[Dataset items]
BEGIN
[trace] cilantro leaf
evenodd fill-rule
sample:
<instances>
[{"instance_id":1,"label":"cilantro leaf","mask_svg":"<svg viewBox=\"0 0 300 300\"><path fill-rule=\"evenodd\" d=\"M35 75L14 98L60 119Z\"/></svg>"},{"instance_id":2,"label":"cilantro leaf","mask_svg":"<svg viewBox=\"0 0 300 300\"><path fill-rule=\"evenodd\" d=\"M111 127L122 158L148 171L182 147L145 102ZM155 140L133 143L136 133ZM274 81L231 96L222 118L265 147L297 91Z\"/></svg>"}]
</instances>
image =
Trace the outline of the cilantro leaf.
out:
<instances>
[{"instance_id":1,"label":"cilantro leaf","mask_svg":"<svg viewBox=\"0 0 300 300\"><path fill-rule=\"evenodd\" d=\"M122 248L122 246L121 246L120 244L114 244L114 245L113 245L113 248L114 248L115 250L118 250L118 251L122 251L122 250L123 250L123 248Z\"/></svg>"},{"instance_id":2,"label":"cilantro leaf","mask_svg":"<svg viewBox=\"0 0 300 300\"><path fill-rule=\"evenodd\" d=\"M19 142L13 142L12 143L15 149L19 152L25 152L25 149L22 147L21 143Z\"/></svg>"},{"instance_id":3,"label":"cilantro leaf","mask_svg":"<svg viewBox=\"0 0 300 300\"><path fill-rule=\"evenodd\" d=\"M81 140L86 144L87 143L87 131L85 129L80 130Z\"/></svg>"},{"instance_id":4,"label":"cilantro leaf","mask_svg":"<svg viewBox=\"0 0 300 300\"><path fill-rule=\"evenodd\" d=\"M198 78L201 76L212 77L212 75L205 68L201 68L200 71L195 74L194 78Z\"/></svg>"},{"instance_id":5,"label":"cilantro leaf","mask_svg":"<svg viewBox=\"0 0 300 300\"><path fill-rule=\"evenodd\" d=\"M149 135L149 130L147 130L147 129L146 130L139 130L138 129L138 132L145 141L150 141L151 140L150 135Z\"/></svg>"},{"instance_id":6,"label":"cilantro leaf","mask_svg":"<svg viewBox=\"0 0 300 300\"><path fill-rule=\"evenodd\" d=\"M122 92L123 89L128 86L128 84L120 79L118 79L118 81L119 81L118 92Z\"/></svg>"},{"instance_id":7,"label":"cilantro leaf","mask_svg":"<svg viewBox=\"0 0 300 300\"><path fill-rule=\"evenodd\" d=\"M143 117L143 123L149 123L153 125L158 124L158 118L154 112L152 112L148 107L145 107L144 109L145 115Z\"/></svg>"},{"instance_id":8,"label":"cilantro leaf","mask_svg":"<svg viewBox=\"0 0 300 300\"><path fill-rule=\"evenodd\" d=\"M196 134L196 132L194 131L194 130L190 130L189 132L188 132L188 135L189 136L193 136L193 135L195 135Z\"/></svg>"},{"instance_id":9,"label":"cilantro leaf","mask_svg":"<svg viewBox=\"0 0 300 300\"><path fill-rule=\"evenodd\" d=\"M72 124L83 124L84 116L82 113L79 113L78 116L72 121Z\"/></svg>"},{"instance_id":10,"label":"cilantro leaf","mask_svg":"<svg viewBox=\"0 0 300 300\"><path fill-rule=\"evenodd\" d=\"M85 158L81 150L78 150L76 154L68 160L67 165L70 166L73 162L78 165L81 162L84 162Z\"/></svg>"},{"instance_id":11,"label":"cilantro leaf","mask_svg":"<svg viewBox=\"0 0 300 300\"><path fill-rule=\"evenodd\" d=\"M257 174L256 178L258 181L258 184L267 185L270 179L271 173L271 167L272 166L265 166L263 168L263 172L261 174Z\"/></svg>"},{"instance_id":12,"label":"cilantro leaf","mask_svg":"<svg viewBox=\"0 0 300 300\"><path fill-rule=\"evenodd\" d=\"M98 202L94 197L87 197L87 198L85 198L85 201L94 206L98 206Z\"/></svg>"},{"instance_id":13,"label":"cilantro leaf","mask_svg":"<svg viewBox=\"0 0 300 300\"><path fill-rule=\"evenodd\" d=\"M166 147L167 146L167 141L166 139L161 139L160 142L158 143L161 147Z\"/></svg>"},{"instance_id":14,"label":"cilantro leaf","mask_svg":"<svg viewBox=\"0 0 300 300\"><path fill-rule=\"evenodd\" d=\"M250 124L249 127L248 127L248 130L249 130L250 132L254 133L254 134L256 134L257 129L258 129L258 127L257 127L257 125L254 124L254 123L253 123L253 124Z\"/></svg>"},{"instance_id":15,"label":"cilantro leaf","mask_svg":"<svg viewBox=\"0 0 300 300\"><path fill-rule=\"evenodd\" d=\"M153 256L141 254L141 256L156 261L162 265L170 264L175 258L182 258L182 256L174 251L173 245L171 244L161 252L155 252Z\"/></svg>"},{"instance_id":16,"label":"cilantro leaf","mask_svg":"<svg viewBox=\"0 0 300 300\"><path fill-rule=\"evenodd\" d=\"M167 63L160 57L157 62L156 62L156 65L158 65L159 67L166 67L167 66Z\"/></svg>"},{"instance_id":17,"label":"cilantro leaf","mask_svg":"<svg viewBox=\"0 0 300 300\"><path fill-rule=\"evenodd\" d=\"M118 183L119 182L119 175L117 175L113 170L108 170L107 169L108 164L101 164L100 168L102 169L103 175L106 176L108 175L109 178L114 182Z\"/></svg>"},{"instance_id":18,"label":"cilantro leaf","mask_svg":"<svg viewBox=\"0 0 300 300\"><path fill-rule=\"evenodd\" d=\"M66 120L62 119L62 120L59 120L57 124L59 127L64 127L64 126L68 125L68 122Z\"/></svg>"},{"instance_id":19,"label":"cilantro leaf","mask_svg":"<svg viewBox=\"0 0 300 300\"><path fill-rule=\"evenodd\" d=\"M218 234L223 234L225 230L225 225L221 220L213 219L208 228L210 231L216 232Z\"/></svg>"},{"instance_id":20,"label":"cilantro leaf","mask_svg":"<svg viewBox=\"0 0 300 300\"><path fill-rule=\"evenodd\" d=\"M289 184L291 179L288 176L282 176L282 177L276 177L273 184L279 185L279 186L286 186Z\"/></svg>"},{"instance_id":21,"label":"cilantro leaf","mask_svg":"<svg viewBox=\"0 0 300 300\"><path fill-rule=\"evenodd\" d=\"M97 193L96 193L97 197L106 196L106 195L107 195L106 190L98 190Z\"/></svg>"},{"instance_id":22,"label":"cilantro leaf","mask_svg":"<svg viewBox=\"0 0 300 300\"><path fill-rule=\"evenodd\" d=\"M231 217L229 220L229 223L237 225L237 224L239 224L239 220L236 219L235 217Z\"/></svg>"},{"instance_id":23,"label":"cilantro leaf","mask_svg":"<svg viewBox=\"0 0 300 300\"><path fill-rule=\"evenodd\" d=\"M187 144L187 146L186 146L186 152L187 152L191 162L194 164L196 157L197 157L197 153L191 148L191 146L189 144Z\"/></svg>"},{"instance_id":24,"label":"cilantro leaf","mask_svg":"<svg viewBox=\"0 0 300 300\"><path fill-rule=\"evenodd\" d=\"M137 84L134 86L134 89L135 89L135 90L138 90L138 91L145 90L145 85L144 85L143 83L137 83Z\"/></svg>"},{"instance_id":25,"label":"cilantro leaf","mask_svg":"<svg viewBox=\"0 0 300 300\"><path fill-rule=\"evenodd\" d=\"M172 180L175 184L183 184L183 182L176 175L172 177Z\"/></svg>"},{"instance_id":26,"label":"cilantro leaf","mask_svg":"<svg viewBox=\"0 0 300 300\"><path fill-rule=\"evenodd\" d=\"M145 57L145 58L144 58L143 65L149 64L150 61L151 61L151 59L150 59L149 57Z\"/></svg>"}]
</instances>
END
Task to complete: Please set down again, word for word, only the lines from the start of the entries through the line with "Trace the outline of the cilantro leaf.", both ends included.

Result below:
[trace] cilantro leaf
evenodd fill-rule
sample:
<instances>
[{"instance_id":1,"label":"cilantro leaf","mask_svg":"<svg viewBox=\"0 0 300 300\"><path fill-rule=\"evenodd\" d=\"M35 75L14 98L60 119Z\"/></svg>"},{"instance_id":2,"label":"cilantro leaf","mask_svg":"<svg viewBox=\"0 0 300 300\"><path fill-rule=\"evenodd\" d=\"M111 127L122 158L148 171L182 147L145 102ZM155 140L133 143L136 133ZM274 81L231 96L222 118L265 147L297 91Z\"/></svg>"}]
</instances>
image =
Trace the outline of the cilantro leaf.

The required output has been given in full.